DATA PROVIDED:
* start *

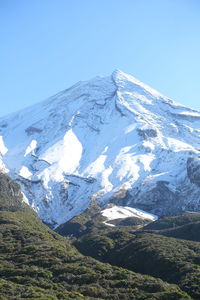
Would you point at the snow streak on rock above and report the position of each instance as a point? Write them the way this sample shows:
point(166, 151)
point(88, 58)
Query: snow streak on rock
point(110, 139)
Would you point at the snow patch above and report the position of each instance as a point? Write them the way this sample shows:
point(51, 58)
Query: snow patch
point(122, 212)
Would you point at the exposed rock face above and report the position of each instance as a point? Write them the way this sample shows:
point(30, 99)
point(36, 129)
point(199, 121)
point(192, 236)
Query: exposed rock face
point(110, 139)
point(193, 170)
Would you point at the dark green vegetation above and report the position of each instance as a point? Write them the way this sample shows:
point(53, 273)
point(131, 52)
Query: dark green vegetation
point(184, 227)
point(37, 263)
point(91, 221)
point(152, 251)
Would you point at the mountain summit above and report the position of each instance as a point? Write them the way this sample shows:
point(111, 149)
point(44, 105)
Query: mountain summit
point(109, 139)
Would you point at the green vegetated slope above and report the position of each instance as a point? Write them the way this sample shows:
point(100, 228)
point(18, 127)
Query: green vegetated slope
point(92, 221)
point(184, 227)
point(37, 263)
point(147, 251)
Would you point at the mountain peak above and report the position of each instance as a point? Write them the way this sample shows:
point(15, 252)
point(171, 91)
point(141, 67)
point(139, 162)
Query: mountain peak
point(109, 139)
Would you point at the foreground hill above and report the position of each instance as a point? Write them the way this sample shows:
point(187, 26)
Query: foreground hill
point(37, 263)
point(111, 139)
point(146, 249)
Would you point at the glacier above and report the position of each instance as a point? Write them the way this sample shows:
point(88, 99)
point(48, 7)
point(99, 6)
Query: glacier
point(111, 139)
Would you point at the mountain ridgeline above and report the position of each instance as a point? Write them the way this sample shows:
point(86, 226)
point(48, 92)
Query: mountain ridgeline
point(37, 263)
point(111, 140)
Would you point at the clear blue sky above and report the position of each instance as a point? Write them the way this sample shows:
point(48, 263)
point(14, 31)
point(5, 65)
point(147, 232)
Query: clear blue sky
point(48, 45)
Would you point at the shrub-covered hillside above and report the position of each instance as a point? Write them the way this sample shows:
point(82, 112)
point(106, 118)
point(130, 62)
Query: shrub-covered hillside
point(37, 263)
point(173, 260)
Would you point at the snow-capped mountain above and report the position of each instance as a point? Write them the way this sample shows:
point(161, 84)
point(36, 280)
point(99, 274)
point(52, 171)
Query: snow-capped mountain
point(110, 139)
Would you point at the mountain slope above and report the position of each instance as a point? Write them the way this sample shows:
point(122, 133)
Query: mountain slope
point(110, 139)
point(37, 263)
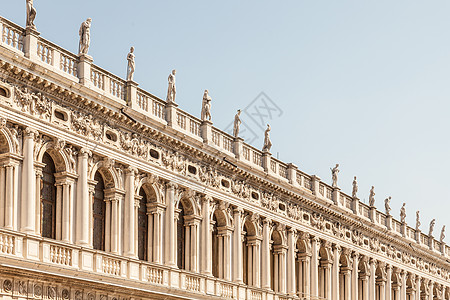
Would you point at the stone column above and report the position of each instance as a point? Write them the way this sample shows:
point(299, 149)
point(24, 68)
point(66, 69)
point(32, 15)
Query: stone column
point(206, 236)
point(28, 204)
point(335, 272)
point(355, 278)
point(291, 262)
point(237, 243)
point(129, 221)
point(266, 255)
point(388, 282)
point(83, 221)
point(170, 225)
point(315, 247)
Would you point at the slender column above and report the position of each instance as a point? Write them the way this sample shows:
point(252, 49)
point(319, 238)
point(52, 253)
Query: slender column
point(388, 282)
point(355, 258)
point(315, 267)
point(291, 263)
point(28, 204)
point(83, 201)
point(266, 255)
point(66, 213)
point(237, 245)
point(2, 196)
point(207, 236)
point(130, 221)
point(335, 272)
point(58, 211)
point(170, 225)
point(372, 269)
point(9, 194)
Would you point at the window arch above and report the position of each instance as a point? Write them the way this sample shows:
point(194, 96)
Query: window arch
point(48, 198)
point(99, 213)
point(142, 226)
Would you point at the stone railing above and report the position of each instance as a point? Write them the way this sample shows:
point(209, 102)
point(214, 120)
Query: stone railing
point(12, 34)
point(57, 59)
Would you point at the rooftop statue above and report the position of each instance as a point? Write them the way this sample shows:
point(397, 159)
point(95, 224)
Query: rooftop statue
point(85, 36)
point(237, 123)
point(206, 107)
point(171, 90)
point(334, 172)
point(267, 142)
point(31, 15)
point(355, 187)
point(372, 196)
point(417, 220)
point(387, 201)
point(131, 65)
point(432, 223)
point(403, 213)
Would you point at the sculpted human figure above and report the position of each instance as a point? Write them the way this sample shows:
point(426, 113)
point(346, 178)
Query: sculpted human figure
point(267, 142)
point(85, 36)
point(355, 187)
point(131, 64)
point(442, 234)
point(403, 213)
point(417, 220)
point(237, 123)
point(206, 106)
point(171, 90)
point(334, 172)
point(432, 223)
point(31, 14)
point(387, 206)
point(372, 196)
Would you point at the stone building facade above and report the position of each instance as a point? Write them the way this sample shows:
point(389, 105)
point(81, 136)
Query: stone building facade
point(108, 192)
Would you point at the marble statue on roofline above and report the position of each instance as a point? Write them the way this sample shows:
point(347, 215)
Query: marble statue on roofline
point(372, 196)
point(237, 123)
point(442, 234)
point(171, 90)
point(267, 142)
point(355, 188)
point(206, 106)
point(432, 223)
point(85, 37)
point(334, 173)
point(403, 213)
point(418, 220)
point(131, 65)
point(31, 15)
point(387, 201)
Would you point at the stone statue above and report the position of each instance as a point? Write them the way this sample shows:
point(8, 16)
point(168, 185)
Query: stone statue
point(432, 223)
point(334, 172)
point(355, 187)
point(31, 15)
point(171, 91)
point(267, 142)
point(237, 123)
point(417, 220)
point(85, 36)
point(403, 213)
point(372, 196)
point(387, 206)
point(131, 65)
point(206, 107)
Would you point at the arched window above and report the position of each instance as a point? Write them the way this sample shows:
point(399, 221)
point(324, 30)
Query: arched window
point(142, 226)
point(99, 211)
point(180, 238)
point(48, 198)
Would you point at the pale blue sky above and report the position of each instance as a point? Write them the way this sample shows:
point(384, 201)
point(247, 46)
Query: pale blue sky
point(361, 83)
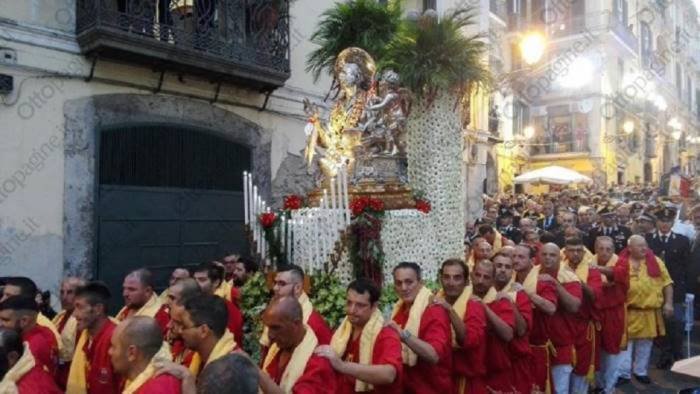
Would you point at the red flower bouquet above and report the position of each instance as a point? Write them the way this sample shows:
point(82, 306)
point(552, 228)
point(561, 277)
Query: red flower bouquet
point(292, 202)
point(267, 220)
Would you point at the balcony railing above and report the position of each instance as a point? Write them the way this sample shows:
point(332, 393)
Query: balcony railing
point(239, 40)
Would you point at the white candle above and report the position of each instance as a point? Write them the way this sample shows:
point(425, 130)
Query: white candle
point(345, 194)
point(245, 197)
point(288, 240)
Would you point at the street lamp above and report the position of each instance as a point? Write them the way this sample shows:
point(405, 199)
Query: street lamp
point(628, 127)
point(532, 47)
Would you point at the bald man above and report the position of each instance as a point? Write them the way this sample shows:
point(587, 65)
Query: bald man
point(67, 326)
point(562, 323)
point(19, 372)
point(177, 275)
point(136, 344)
point(290, 365)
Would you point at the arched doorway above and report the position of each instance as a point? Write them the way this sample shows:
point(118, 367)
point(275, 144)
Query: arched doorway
point(168, 196)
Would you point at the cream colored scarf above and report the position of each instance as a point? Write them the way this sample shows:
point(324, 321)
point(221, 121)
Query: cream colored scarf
point(8, 385)
point(149, 309)
point(163, 354)
point(306, 309)
point(297, 363)
point(460, 308)
point(68, 336)
point(370, 331)
point(421, 302)
point(225, 345)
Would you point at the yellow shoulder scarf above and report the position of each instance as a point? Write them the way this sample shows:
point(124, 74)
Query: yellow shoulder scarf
point(306, 309)
point(45, 322)
point(224, 346)
point(610, 263)
point(297, 363)
point(497, 242)
point(163, 297)
point(223, 291)
point(68, 335)
point(149, 309)
point(460, 308)
point(413, 324)
point(369, 334)
point(530, 282)
point(132, 385)
point(8, 385)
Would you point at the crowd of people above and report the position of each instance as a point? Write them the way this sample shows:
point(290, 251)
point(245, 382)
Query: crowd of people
point(563, 293)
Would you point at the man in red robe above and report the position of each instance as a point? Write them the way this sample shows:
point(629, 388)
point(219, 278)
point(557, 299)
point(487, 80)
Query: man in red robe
point(289, 282)
point(18, 368)
point(290, 365)
point(500, 318)
point(136, 344)
point(140, 299)
point(563, 323)
point(364, 353)
point(611, 306)
point(587, 318)
point(425, 332)
point(91, 370)
point(20, 313)
point(67, 327)
point(543, 296)
point(209, 277)
point(519, 347)
point(468, 331)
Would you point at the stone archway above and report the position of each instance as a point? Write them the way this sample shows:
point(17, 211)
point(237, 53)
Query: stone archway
point(85, 117)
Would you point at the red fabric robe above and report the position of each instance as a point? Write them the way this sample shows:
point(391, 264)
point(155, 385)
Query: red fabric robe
point(499, 376)
point(612, 308)
point(470, 359)
point(562, 328)
point(44, 348)
point(160, 384)
point(519, 347)
point(320, 328)
point(424, 378)
point(37, 381)
point(101, 378)
point(235, 321)
point(586, 318)
point(387, 351)
point(539, 337)
point(318, 376)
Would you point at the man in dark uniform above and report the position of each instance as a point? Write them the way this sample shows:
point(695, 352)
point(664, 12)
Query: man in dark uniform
point(674, 250)
point(608, 227)
point(507, 228)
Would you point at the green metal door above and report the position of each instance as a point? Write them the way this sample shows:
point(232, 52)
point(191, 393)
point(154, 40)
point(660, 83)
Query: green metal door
point(168, 197)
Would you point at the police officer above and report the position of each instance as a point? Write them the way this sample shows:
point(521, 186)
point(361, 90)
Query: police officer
point(608, 227)
point(674, 250)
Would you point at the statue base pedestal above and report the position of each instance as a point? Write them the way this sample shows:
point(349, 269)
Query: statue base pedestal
point(382, 176)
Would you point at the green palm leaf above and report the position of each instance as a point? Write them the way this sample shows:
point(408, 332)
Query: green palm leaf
point(434, 55)
point(359, 23)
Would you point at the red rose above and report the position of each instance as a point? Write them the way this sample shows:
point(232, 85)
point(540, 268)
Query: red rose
point(268, 219)
point(293, 202)
point(423, 206)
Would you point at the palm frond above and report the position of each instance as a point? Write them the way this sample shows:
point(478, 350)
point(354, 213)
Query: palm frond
point(358, 23)
point(435, 55)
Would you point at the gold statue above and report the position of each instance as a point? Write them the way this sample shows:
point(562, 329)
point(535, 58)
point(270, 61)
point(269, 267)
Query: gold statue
point(335, 139)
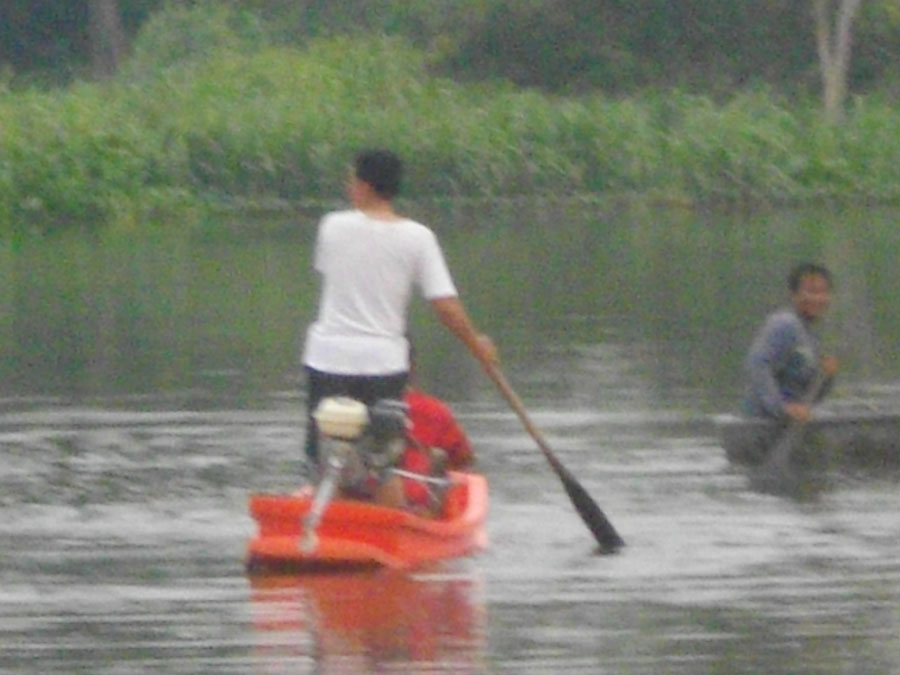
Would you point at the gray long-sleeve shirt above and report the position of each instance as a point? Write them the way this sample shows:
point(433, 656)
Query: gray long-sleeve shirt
point(782, 363)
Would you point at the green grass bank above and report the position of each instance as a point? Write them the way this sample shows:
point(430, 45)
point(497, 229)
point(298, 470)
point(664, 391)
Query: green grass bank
point(277, 126)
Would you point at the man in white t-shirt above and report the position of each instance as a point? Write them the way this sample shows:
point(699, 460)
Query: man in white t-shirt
point(371, 260)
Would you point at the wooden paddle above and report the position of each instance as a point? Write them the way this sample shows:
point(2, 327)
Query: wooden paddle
point(776, 470)
point(603, 531)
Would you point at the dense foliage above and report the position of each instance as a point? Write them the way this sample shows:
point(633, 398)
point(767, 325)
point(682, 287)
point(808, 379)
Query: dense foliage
point(214, 108)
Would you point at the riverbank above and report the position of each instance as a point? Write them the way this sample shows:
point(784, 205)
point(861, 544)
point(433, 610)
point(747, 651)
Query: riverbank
point(275, 128)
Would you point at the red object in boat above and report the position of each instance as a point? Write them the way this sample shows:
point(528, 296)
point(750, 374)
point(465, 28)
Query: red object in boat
point(355, 533)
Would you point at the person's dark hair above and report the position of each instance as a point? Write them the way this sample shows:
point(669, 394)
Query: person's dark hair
point(381, 169)
point(798, 272)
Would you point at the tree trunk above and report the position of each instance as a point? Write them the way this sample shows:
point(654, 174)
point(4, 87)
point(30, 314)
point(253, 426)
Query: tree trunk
point(833, 43)
point(107, 37)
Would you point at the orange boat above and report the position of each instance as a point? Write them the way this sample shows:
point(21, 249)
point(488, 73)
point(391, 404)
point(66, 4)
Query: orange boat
point(356, 533)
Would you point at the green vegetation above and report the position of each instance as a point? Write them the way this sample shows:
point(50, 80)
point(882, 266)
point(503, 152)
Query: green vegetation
point(235, 120)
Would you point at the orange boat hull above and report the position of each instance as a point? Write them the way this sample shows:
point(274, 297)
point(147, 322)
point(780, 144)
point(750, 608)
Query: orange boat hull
point(356, 533)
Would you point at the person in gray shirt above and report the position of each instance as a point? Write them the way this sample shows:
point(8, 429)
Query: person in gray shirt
point(785, 358)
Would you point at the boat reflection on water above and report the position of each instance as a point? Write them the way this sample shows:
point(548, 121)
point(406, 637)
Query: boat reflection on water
point(361, 622)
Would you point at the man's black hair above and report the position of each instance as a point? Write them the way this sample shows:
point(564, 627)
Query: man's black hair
point(381, 169)
point(798, 272)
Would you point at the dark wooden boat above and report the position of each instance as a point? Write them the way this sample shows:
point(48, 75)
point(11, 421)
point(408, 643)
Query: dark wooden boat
point(851, 437)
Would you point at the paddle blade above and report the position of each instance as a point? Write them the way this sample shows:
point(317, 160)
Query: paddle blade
point(604, 532)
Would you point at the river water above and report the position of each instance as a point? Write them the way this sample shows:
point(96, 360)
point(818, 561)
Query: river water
point(127, 454)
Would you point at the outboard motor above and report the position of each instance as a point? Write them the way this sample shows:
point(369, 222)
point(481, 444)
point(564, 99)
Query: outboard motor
point(357, 448)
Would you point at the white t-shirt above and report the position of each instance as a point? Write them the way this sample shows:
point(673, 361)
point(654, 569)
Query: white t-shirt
point(369, 268)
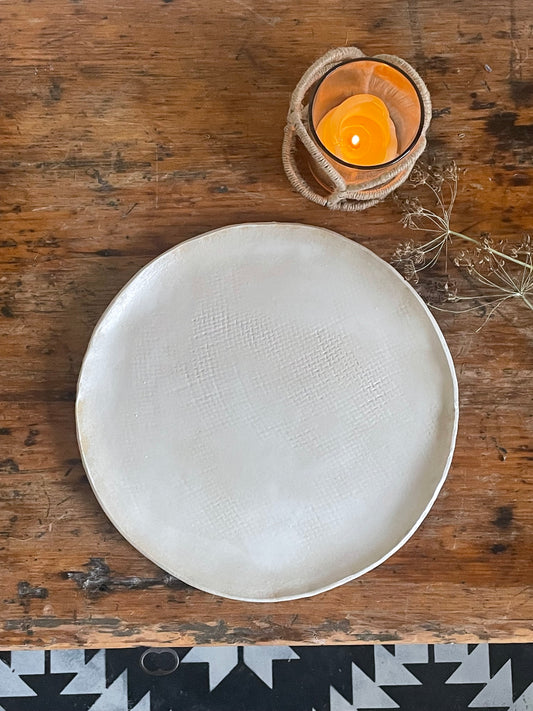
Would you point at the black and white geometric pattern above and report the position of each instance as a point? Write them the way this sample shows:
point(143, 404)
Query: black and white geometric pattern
point(418, 677)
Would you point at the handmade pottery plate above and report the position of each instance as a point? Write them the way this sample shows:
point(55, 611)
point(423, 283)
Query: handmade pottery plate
point(267, 411)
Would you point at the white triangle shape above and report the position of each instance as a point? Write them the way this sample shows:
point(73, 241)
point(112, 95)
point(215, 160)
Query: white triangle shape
point(451, 652)
point(64, 661)
point(115, 697)
point(259, 659)
point(498, 691)
point(525, 701)
point(144, 704)
point(390, 671)
point(221, 661)
point(337, 702)
point(475, 669)
point(11, 684)
point(91, 679)
point(366, 694)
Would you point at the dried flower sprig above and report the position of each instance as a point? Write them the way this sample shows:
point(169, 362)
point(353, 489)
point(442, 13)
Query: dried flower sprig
point(486, 262)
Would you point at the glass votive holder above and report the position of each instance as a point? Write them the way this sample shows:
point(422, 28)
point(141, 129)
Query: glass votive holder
point(362, 129)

* end *

GIVEN REQUEST:
Can you turn the records above into a Markdown table with the columns Row and Line, starting with the line that contains "Would you point at the pale" and going on through the line that contains "point(361, 83)", numbering each row and leaving out blank lines?

OUTPUT:
| Row | Line |
|---|---|
| 1 | Would you point at the pale blue sky above and report the position of each instance as a point? Write them the way this sample shows: |
| 2 | point(384, 201) |
| 3 | point(247, 46) |
| 4 | Query: pale blue sky |
| 5 | point(361, 83) |